(Annotated photo localization data)
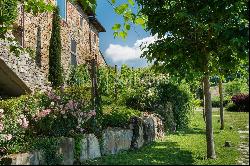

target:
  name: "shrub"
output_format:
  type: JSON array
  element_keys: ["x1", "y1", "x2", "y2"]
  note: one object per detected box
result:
[
  {"x1": 231, "y1": 94, "x2": 249, "y2": 112},
  {"x1": 30, "y1": 137, "x2": 63, "y2": 165},
  {"x1": 0, "y1": 94, "x2": 43, "y2": 154},
  {"x1": 0, "y1": 85, "x2": 95, "y2": 154},
  {"x1": 102, "y1": 105, "x2": 141, "y2": 129},
  {"x1": 124, "y1": 77, "x2": 195, "y2": 131},
  {"x1": 28, "y1": 86, "x2": 94, "y2": 136},
  {"x1": 211, "y1": 96, "x2": 230, "y2": 107},
  {"x1": 224, "y1": 79, "x2": 249, "y2": 99},
  {"x1": 67, "y1": 64, "x2": 91, "y2": 86},
  {"x1": 225, "y1": 102, "x2": 238, "y2": 112}
]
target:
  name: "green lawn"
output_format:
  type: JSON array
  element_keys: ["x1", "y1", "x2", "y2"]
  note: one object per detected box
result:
[{"x1": 82, "y1": 109, "x2": 249, "y2": 165}]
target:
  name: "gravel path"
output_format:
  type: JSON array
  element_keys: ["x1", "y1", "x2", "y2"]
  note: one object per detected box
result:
[{"x1": 237, "y1": 125, "x2": 249, "y2": 165}]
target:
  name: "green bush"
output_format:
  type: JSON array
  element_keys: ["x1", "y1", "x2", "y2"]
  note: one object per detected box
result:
[
  {"x1": 224, "y1": 79, "x2": 249, "y2": 99},
  {"x1": 124, "y1": 77, "x2": 195, "y2": 131},
  {"x1": 211, "y1": 96, "x2": 230, "y2": 107},
  {"x1": 225, "y1": 102, "x2": 238, "y2": 112},
  {"x1": 0, "y1": 94, "x2": 43, "y2": 154},
  {"x1": 31, "y1": 137, "x2": 63, "y2": 165},
  {"x1": 67, "y1": 65, "x2": 91, "y2": 86},
  {"x1": 102, "y1": 105, "x2": 141, "y2": 129}
]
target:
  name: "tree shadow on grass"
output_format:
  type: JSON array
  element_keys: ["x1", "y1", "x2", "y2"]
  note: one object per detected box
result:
[
  {"x1": 83, "y1": 141, "x2": 195, "y2": 165},
  {"x1": 172, "y1": 127, "x2": 220, "y2": 136}
]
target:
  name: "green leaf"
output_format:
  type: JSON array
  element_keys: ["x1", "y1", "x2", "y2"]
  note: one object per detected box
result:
[
  {"x1": 112, "y1": 24, "x2": 121, "y2": 31},
  {"x1": 111, "y1": 0, "x2": 116, "y2": 4},
  {"x1": 113, "y1": 32, "x2": 119, "y2": 38},
  {"x1": 123, "y1": 10, "x2": 134, "y2": 22},
  {"x1": 128, "y1": 0, "x2": 135, "y2": 6},
  {"x1": 135, "y1": 17, "x2": 145, "y2": 25},
  {"x1": 119, "y1": 31, "x2": 128, "y2": 39},
  {"x1": 124, "y1": 24, "x2": 131, "y2": 31},
  {"x1": 115, "y1": 4, "x2": 129, "y2": 15}
]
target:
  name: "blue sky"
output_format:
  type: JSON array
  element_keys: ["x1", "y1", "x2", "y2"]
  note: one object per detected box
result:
[{"x1": 95, "y1": 0, "x2": 152, "y2": 68}]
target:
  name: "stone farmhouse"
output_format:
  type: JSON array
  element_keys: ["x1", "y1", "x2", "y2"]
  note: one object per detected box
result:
[{"x1": 0, "y1": 0, "x2": 106, "y2": 97}]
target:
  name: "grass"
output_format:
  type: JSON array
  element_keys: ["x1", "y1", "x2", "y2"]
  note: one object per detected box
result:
[{"x1": 82, "y1": 108, "x2": 249, "y2": 165}]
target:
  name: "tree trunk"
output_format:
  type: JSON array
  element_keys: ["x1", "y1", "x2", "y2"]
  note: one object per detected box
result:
[
  {"x1": 203, "y1": 71, "x2": 216, "y2": 159},
  {"x1": 202, "y1": 81, "x2": 206, "y2": 122},
  {"x1": 218, "y1": 78, "x2": 224, "y2": 130}
]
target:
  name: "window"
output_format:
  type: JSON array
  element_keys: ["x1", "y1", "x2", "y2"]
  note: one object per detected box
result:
[
  {"x1": 70, "y1": 39, "x2": 77, "y2": 66},
  {"x1": 94, "y1": 34, "x2": 97, "y2": 44},
  {"x1": 35, "y1": 26, "x2": 42, "y2": 67},
  {"x1": 80, "y1": 16, "x2": 83, "y2": 27},
  {"x1": 56, "y1": 0, "x2": 66, "y2": 20}
]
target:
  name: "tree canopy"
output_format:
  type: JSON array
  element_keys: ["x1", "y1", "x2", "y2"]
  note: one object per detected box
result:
[{"x1": 135, "y1": 0, "x2": 248, "y2": 81}]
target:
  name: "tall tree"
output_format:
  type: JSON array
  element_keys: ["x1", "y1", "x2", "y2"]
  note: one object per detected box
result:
[
  {"x1": 218, "y1": 77, "x2": 224, "y2": 129},
  {"x1": 214, "y1": 61, "x2": 248, "y2": 130},
  {"x1": 135, "y1": 0, "x2": 248, "y2": 159},
  {"x1": 48, "y1": 7, "x2": 63, "y2": 88}
]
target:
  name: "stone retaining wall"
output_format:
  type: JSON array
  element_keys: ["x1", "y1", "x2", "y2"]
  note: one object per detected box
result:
[
  {"x1": 101, "y1": 128, "x2": 133, "y2": 155},
  {"x1": 0, "y1": 113, "x2": 164, "y2": 165},
  {"x1": 0, "y1": 45, "x2": 50, "y2": 93}
]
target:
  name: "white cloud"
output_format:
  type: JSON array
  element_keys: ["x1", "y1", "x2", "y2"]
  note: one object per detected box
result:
[
  {"x1": 104, "y1": 34, "x2": 165, "y2": 63},
  {"x1": 105, "y1": 44, "x2": 141, "y2": 62}
]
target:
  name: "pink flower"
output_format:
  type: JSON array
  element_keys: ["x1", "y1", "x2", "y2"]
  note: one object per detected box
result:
[
  {"x1": 17, "y1": 116, "x2": 29, "y2": 129},
  {"x1": 74, "y1": 102, "x2": 79, "y2": 109},
  {"x1": 17, "y1": 119, "x2": 22, "y2": 125},
  {"x1": 5, "y1": 134, "x2": 12, "y2": 141},
  {"x1": 88, "y1": 110, "x2": 96, "y2": 116},
  {"x1": 21, "y1": 118, "x2": 29, "y2": 129},
  {"x1": 0, "y1": 123, "x2": 4, "y2": 132},
  {"x1": 47, "y1": 91, "x2": 60, "y2": 101},
  {"x1": 65, "y1": 100, "x2": 74, "y2": 110},
  {"x1": 0, "y1": 113, "x2": 4, "y2": 119},
  {"x1": 56, "y1": 96, "x2": 61, "y2": 100},
  {"x1": 36, "y1": 109, "x2": 52, "y2": 119}
]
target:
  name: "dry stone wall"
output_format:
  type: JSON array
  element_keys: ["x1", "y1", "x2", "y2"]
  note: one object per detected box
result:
[
  {"x1": 0, "y1": 113, "x2": 164, "y2": 165},
  {"x1": 101, "y1": 128, "x2": 133, "y2": 155}
]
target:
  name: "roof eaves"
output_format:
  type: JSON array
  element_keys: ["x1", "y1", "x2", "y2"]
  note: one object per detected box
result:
[{"x1": 88, "y1": 16, "x2": 106, "y2": 32}]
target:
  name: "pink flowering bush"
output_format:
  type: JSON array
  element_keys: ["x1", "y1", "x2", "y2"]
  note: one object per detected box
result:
[
  {"x1": 0, "y1": 85, "x2": 94, "y2": 154},
  {"x1": 27, "y1": 86, "x2": 95, "y2": 137}
]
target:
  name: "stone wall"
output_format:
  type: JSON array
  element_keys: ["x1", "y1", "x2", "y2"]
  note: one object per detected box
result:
[
  {"x1": 15, "y1": 0, "x2": 106, "y2": 77},
  {"x1": 102, "y1": 128, "x2": 133, "y2": 155},
  {"x1": 0, "y1": 113, "x2": 164, "y2": 165},
  {"x1": 0, "y1": 44, "x2": 49, "y2": 93}
]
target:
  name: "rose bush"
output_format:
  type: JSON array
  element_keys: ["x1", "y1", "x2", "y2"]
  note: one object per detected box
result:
[{"x1": 0, "y1": 85, "x2": 94, "y2": 154}]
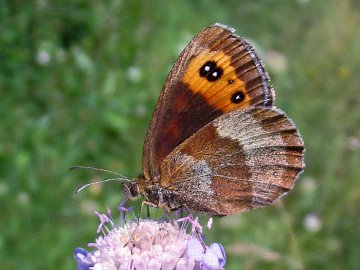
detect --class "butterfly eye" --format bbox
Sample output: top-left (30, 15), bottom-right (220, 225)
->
top-left (199, 61), bottom-right (217, 77)
top-left (231, 91), bottom-right (245, 104)
top-left (207, 67), bottom-right (223, 82)
top-left (199, 61), bottom-right (224, 82)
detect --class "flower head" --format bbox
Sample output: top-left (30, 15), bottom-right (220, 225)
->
top-left (74, 203), bottom-right (226, 270)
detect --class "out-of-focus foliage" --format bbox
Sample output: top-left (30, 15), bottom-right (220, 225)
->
top-left (1, 0), bottom-right (359, 269)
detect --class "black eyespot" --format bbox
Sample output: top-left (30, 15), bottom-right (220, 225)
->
top-left (206, 67), bottom-right (223, 81)
top-left (199, 61), bottom-right (217, 77)
top-left (231, 91), bottom-right (245, 104)
top-left (228, 79), bottom-right (235, 84)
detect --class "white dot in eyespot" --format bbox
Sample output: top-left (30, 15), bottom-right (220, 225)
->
top-left (212, 71), bottom-right (218, 77)
top-left (205, 65), bottom-right (210, 71)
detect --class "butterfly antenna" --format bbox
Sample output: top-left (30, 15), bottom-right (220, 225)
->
top-left (70, 165), bottom-right (128, 179)
top-left (76, 177), bottom-right (130, 193)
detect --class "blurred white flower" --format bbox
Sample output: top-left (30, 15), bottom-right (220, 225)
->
top-left (72, 47), bottom-right (95, 74)
top-left (265, 50), bottom-right (287, 74)
top-left (36, 49), bottom-right (51, 65)
top-left (300, 176), bottom-right (318, 194)
top-left (36, 0), bottom-right (47, 9)
top-left (17, 191), bottom-right (30, 206)
top-left (303, 213), bottom-right (322, 232)
top-left (135, 104), bottom-right (147, 117)
top-left (127, 66), bottom-right (142, 83)
top-left (346, 136), bottom-right (360, 150)
top-left (297, 0), bottom-right (311, 5)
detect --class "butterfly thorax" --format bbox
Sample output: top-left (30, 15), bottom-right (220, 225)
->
top-left (148, 186), bottom-right (184, 212)
top-left (123, 175), bottom-right (183, 212)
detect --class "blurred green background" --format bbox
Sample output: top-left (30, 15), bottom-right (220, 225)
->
top-left (1, 0), bottom-right (359, 269)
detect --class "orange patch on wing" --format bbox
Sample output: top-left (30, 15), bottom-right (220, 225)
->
top-left (182, 51), bottom-right (250, 112)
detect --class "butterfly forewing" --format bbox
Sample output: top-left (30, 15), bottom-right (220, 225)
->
top-left (143, 24), bottom-right (275, 180)
top-left (158, 107), bottom-right (304, 216)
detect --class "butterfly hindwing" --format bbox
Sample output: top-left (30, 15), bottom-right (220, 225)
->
top-left (159, 107), bottom-right (304, 216)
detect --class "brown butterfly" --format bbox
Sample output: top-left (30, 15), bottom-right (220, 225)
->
top-left (121, 24), bottom-right (304, 216)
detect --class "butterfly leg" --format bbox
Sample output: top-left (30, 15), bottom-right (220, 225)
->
top-left (123, 200), bottom-right (158, 247)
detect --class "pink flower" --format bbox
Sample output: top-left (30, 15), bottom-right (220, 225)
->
top-left (74, 203), bottom-right (226, 270)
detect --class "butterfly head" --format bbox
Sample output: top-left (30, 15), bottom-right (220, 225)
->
top-left (122, 178), bottom-right (142, 201)
top-left (122, 175), bottom-right (185, 212)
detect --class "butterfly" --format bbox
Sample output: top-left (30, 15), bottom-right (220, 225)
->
top-left (120, 23), bottom-right (305, 217)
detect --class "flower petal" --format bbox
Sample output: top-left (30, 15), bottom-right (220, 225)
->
top-left (202, 248), bottom-right (220, 270)
top-left (207, 218), bottom-right (213, 230)
top-left (73, 247), bottom-right (94, 270)
top-left (176, 257), bottom-right (195, 270)
top-left (133, 255), bottom-right (147, 270)
top-left (148, 258), bottom-right (162, 270)
top-left (175, 258), bottom-right (187, 270)
top-left (161, 253), bottom-right (178, 270)
top-left (209, 243), bottom-right (226, 267)
top-left (187, 238), bottom-right (204, 261)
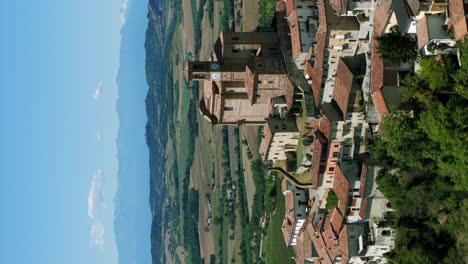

• WORK TASK: Give the count of lines above that include the word "grass", stating no other information.

• EXERCISE SOLUTION: 2